*Given exercise 1*: Count the lines of the entries that contain the string "front", treating case as significant, and reply with the number alone.

*Page text*:
Balletic … Demetri Goritsas and Lashana Lynch in ear for eye. Photograph: ear for eye
Balletic … Demetri Goritsas and Lashana Lynch in ear for eye. Photograph: ear for eye

ear for eye review – Lashana Lynch goes head to head with structural racism

This article is more than 2 years old

The new 007 conducts an agonisingly tense interrogation in the centrepiece of a three-part cine-prose-poem about racism from debbie tucker green

The new movie from debbie tucker green is a vivid hybrid artwork, combining filmed theatre, location set pieces and installation-style presentation, with a cast including Lashana Lynch (fresh from her performance as 007 in No Time to Die), Arinzé Kene and Carmen Munroe. It is about the black British experience and how it relates to American history and the larger context of empire and exploitation.

This is a balletically achieved cine-prose-poem in three sections. In the first, with actors positioned on what appears to be a dark stage, a series of encounters and confrontations are laid out, sometimes along gender or generational lines, about the reality of violence and the ever-present threat from the police. A mother tells her son to stay proud but also not to be arrogant, and not to court trouble. He is understandably angry. Another young man confronts his father about the civil rights generation and its failure to defeat institutionalised racism. Munroe has a tremendous spoken aria of spiritual defiance in the face of brutality.

[Rows from the dataset]

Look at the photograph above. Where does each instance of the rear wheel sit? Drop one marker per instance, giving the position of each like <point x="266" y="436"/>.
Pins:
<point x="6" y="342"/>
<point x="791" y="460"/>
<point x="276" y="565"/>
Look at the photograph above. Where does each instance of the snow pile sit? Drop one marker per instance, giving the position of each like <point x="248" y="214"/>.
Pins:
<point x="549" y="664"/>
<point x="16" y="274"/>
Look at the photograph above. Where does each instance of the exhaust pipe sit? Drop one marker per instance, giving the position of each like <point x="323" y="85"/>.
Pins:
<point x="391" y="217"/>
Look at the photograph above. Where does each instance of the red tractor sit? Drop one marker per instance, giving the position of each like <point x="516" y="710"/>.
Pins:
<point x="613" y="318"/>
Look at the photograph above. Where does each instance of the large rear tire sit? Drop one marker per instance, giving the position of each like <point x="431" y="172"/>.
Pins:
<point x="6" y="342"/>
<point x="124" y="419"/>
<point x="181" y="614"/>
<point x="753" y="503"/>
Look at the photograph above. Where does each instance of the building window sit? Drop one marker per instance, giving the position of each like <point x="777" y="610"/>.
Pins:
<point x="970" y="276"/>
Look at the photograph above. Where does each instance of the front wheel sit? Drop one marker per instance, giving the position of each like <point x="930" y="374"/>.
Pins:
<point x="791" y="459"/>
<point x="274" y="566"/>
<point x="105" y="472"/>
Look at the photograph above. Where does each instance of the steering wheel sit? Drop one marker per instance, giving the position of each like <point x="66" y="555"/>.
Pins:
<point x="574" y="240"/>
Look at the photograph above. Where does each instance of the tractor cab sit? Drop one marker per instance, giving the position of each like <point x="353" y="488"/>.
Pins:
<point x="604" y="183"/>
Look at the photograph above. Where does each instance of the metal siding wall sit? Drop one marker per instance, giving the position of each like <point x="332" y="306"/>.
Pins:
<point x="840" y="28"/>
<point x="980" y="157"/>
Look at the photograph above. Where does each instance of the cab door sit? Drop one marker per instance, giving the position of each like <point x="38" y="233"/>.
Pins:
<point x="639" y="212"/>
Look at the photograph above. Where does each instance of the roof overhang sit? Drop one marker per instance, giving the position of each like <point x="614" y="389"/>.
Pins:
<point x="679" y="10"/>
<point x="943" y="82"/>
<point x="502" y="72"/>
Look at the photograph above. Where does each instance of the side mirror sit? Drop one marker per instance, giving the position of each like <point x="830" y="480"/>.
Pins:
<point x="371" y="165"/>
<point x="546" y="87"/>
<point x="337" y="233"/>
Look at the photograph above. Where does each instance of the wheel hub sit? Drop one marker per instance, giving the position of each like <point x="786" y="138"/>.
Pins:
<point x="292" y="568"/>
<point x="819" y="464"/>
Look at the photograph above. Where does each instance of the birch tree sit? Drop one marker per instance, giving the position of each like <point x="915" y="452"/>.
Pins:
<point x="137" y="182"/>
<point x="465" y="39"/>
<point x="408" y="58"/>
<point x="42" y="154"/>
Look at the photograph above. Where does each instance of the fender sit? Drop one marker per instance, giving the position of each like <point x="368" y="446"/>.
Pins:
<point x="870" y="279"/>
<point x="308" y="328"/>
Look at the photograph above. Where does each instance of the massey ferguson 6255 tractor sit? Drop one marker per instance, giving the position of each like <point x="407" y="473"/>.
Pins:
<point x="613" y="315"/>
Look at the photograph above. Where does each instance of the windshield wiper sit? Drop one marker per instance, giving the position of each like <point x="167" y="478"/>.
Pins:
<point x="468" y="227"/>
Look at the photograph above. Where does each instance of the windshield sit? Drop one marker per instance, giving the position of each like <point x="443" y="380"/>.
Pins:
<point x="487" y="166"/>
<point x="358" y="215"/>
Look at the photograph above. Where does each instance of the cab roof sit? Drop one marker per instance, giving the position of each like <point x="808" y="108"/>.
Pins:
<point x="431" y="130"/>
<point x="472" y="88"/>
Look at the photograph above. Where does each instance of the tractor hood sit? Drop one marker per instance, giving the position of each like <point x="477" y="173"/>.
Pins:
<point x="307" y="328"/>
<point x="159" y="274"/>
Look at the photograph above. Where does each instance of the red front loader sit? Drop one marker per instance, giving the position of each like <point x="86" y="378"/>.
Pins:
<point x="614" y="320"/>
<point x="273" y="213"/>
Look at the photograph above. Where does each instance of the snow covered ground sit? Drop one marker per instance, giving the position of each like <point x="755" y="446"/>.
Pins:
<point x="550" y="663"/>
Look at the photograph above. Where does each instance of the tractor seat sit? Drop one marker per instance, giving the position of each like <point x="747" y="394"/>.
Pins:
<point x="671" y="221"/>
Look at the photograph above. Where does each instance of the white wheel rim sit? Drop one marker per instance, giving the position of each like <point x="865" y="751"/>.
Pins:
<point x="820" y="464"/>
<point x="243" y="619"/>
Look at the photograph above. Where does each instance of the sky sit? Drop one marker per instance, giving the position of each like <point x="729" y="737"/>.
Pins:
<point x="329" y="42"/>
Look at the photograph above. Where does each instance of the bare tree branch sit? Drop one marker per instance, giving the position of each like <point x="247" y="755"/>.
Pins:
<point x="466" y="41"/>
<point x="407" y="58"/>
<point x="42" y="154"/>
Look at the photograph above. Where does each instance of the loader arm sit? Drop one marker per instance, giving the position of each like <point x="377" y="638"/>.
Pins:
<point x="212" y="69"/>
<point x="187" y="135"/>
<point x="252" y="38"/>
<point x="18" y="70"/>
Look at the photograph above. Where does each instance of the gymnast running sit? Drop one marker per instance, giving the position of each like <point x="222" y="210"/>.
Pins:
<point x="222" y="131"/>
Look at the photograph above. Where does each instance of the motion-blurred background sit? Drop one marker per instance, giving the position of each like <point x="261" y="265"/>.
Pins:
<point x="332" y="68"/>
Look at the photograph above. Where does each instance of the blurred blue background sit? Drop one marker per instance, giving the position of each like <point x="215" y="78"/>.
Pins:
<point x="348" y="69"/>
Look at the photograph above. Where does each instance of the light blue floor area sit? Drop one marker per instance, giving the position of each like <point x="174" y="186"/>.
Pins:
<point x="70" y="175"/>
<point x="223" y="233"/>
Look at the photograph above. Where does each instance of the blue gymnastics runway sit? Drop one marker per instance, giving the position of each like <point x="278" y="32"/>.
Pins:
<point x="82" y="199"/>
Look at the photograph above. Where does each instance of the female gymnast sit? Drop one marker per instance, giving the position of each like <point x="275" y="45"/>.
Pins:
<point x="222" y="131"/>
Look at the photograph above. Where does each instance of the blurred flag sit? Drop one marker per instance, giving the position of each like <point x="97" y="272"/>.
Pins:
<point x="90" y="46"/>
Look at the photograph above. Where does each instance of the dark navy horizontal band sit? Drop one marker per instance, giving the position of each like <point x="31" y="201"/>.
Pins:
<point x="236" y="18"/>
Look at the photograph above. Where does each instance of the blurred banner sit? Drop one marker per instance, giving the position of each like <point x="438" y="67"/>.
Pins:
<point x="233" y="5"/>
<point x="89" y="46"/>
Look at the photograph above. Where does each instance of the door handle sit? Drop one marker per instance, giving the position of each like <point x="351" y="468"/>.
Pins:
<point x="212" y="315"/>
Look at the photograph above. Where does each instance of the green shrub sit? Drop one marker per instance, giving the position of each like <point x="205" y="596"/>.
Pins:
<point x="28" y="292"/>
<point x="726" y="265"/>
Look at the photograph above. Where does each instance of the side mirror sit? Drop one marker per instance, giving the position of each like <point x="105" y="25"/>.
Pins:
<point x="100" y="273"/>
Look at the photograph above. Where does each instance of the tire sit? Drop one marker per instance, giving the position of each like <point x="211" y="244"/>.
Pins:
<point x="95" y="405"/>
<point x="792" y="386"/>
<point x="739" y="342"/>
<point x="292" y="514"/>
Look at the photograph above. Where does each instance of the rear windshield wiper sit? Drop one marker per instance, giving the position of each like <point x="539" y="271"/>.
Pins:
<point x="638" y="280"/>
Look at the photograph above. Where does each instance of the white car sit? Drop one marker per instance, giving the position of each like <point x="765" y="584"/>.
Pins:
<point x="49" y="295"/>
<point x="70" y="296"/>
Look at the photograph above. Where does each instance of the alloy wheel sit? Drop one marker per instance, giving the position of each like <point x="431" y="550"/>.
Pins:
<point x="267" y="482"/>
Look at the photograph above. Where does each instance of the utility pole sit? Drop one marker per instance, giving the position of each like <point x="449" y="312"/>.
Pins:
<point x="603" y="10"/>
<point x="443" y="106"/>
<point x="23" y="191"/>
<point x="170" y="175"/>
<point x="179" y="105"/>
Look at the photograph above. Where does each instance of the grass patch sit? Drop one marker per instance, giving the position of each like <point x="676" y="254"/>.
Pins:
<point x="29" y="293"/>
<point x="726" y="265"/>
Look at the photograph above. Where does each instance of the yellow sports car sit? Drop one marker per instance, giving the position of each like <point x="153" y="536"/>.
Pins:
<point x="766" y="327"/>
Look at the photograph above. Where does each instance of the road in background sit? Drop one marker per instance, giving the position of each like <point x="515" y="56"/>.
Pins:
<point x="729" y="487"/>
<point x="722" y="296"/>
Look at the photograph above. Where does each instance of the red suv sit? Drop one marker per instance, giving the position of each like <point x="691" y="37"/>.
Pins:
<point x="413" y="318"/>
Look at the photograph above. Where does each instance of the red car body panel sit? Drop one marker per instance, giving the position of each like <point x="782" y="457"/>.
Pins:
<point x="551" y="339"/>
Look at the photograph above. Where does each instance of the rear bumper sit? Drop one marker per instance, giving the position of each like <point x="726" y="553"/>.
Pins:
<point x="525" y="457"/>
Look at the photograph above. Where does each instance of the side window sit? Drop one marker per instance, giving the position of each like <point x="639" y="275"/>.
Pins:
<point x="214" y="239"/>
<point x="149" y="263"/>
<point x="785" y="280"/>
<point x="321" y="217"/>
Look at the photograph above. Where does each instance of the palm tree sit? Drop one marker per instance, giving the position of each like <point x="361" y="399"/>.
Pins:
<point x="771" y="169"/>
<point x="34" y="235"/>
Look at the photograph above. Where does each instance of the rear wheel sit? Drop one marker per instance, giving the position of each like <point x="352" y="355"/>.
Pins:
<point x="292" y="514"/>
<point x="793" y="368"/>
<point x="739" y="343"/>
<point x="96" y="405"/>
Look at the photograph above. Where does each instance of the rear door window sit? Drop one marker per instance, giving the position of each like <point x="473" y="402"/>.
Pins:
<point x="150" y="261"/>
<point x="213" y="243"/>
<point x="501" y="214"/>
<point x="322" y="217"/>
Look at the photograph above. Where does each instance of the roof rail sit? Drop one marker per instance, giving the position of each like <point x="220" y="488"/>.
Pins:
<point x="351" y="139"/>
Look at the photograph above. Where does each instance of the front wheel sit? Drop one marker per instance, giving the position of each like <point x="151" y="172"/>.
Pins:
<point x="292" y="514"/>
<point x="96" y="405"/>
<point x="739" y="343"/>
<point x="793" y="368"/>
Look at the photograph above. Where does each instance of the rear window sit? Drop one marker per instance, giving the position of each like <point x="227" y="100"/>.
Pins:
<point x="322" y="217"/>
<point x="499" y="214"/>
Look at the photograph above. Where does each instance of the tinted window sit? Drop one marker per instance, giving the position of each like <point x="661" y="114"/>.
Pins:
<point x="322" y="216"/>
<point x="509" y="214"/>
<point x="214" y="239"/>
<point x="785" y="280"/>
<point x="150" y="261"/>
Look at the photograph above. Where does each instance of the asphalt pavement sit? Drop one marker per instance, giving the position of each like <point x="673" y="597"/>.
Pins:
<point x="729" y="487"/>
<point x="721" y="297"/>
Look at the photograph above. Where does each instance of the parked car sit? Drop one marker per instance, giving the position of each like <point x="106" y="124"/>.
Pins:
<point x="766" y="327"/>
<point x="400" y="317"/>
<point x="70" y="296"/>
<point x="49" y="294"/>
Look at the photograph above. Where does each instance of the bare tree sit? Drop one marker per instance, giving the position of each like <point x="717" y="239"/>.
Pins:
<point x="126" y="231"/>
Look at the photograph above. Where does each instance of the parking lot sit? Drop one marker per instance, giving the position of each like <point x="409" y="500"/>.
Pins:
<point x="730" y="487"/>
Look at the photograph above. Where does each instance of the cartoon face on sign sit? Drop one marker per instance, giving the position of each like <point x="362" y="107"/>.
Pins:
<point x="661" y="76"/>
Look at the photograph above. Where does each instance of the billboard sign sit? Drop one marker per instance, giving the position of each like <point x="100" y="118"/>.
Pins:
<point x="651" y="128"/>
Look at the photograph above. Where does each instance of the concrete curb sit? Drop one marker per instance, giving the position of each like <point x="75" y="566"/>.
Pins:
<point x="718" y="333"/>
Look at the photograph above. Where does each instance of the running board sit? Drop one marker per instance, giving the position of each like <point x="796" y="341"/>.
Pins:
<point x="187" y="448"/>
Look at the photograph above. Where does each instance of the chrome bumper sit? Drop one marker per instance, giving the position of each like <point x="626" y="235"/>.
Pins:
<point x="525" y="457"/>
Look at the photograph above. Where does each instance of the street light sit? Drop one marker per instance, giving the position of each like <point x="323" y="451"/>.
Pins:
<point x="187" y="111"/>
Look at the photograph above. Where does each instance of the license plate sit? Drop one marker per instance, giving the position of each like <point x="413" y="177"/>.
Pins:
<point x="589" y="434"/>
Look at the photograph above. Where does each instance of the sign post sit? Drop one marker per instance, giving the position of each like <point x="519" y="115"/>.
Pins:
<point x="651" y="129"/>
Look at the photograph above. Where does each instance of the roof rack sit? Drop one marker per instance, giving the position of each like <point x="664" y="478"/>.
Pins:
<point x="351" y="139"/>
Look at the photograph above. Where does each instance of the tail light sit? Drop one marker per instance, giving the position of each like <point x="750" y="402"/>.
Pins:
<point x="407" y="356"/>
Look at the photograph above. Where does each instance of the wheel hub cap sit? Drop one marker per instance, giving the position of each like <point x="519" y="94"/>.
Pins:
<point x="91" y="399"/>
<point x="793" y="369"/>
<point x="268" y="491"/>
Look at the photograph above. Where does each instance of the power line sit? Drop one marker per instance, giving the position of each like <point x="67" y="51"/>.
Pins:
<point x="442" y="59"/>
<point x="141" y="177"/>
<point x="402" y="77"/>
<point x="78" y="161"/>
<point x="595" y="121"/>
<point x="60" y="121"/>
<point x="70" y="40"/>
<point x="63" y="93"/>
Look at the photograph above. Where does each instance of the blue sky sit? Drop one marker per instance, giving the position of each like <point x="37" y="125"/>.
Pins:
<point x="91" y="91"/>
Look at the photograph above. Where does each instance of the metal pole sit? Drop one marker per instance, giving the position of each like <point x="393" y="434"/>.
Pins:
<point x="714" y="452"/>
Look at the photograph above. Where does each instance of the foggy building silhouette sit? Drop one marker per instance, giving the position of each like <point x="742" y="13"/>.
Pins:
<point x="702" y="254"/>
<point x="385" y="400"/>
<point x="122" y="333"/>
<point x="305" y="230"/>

*Given exercise 2*: In the film review, how many sections make up the cine-prose-poem?

*Exercise answer 1*: 3

*Exercise answer 2*: Three.